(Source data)

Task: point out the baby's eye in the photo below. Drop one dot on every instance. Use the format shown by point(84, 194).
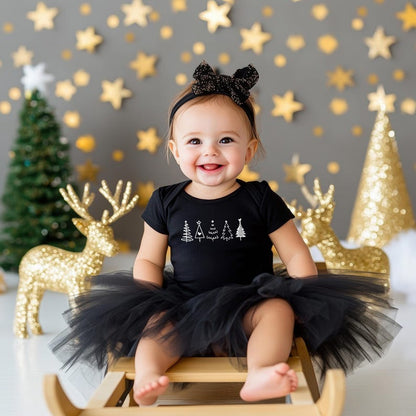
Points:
point(226, 140)
point(194, 141)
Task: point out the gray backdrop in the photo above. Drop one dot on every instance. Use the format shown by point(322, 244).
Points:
point(305, 73)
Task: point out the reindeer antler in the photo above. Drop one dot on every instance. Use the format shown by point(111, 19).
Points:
point(119, 209)
point(80, 207)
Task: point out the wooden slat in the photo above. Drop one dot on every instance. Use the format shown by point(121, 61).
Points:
point(109, 391)
point(302, 394)
point(210, 410)
point(199, 369)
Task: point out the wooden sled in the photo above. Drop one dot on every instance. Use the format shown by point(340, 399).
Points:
point(113, 396)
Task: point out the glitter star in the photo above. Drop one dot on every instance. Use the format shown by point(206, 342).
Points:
point(22, 57)
point(42, 16)
point(88, 171)
point(65, 89)
point(87, 39)
point(340, 78)
point(148, 140)
point(72, 119)
point(285, 106)
point(408, 17)
point(379, 44)
point(114, 92)
point(296, 171)
point(179, 5)
point(380, 101)
point(36, 78)
point(144, 65)
point(136, 12)
point(254, 38)
point(216, 15)
point(86, 143)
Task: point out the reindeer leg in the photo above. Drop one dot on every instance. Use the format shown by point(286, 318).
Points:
point(20, 315)
point(33, 311)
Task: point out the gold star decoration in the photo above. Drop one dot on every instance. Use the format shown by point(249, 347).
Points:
point(179, 5)
point(379, 44)
point(327, 44)
point(88, 171)
point(144, 65)
point(319, 11)
point(216, 15)
point(285, 106)
point(254, 38)
point(148, 140)
point(72, 119)
point(248, 175)
point(85, 143)
point(88, 40)
point(379, 100)
point(81, 78)
point(114, 92)
point(408, 17)
point(117, 155)
point(296, 171)
point(340, 78)
point(145, 191)
point(136, 12)
point(65, 89)
point(22, 57)
point(42, 16)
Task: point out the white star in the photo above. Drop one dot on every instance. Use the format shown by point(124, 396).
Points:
point(36, 78)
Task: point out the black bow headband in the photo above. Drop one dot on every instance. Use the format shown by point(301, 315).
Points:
point(207, 82)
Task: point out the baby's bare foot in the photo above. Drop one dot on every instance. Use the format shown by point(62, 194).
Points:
point(147, 392)
point(269, 382)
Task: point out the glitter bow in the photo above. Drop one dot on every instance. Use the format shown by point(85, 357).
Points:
point(237, 86)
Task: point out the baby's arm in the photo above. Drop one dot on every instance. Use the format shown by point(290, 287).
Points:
point(151, 258)
point(293, 251)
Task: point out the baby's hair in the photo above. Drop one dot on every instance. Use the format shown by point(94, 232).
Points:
point(251, 125)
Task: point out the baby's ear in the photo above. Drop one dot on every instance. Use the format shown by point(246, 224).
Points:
point(251, 149)
point(173, 149)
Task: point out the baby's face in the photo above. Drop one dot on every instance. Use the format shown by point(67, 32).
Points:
point(212, 141)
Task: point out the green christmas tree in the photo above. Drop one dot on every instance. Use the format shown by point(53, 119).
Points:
point(33, 211)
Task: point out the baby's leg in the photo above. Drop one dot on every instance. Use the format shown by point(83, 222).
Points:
point(153, 357)
point(269, 326)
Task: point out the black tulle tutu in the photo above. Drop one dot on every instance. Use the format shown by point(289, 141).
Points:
point(344, 319)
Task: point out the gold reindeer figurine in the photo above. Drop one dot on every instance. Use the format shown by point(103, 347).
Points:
point(316, 230)
point(50, 268)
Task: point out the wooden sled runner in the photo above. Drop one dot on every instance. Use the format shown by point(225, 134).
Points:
point(112, 396)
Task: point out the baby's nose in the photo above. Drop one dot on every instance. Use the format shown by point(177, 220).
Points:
point(210, 150)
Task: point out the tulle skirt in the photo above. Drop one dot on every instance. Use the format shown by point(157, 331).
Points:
point(344, 319)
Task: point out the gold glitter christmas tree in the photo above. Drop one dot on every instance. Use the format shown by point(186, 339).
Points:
point(382, 208)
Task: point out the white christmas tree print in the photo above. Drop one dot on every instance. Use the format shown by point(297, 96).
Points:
point(199, 234)
point(186, 236)
point(212, 232)
point(240, 230)
point(227, 234)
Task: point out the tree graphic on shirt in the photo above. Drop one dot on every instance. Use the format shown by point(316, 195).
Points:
point(186, 236)
point(240, 230)
point(227, 234)
point(212, 232)
point(199, 234)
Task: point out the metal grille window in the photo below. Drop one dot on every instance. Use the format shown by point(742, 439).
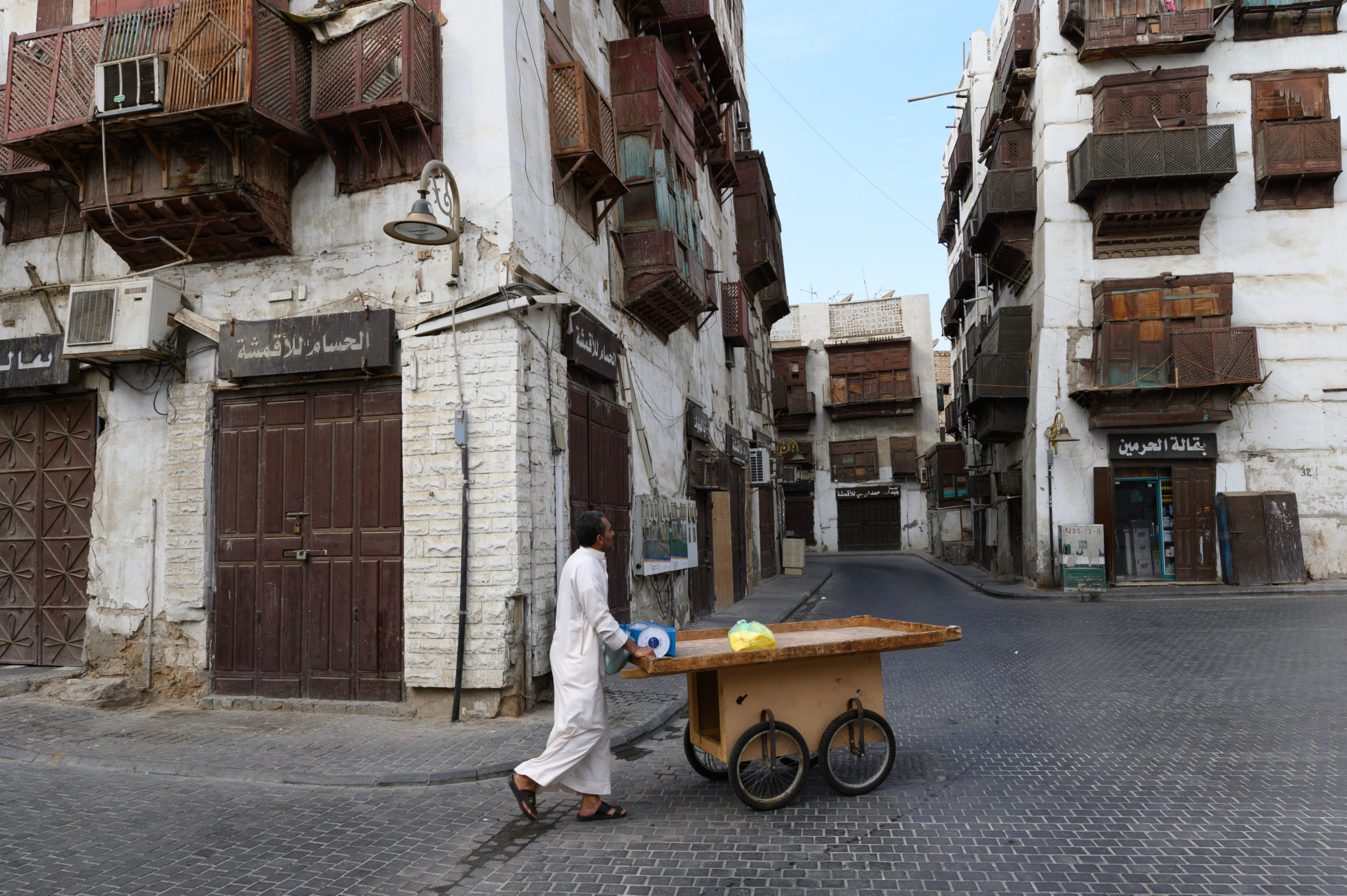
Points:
point(854, 460)
point(91, 316)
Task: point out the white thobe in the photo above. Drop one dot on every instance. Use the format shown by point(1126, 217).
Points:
point(578, 754)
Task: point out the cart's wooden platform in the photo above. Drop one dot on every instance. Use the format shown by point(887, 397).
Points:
point(710, 648)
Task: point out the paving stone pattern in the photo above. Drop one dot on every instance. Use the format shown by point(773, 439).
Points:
point(305, 743)
point(1162, 747)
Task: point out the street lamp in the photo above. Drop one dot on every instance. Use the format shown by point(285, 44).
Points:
point(421, 226)
point(1056, 434)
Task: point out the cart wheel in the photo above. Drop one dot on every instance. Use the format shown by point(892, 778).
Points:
point(857, 754)
point(776, 775)
point(702, 762)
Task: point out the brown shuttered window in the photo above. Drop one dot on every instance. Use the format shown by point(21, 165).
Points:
point(903, 456)
point(1136, 101)
point(854, 460)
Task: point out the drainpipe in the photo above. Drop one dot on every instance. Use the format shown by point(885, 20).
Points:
point(150, 607)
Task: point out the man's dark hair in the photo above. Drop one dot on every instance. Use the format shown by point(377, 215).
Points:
point(589, 528)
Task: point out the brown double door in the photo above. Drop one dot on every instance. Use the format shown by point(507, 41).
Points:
point(46, 498)
point(309, 556)
point(600, 455)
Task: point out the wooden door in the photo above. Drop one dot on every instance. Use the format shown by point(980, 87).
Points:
point(873, 524)
point(1195, 521)
point(316, 470)
point(722, 556)
point(799, 517)
point(46, 498)
point(767, 532)
point(1285, 554)
point(600, 460)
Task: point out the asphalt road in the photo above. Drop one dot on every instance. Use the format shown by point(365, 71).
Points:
point(1158, 747)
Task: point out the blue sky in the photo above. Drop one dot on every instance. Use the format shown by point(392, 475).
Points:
point(849, 68)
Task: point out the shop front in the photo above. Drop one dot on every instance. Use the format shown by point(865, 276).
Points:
point(1156, 501)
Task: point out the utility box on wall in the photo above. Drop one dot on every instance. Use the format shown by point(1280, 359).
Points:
point(1081, 551)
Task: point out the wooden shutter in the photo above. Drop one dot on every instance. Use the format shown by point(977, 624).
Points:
point(903, 455)
point(1104, 517)
point(1284, 99)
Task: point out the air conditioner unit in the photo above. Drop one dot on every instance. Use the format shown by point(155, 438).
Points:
point(130, 85)
point(119, 316)
point(760, 466)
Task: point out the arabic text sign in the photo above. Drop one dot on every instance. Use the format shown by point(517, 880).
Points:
point(592, 348)
point(306, 344)
point(33, 361)
point(1199, 446)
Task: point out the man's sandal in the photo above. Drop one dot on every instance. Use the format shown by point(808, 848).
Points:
point(605, 813)
point(527, 799)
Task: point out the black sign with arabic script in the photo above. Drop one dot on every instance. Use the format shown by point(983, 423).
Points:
point(1199, 446)
point(317, 343)
point(33, 361)
point(592, 348)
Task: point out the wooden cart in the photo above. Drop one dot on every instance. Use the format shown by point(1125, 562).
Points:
point(758, 716)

Exercise objective
Scan the records above and show every line in which the word "brown" occurs.

Problem solution
Task: point out the brown shuttered window in the photo above. Drop one dot on every instance. Use the format shown by point(21, 165).
Task: point out the brown double door in the photo above. Drop one dot on every instance. Use the format shown by point(507, 41).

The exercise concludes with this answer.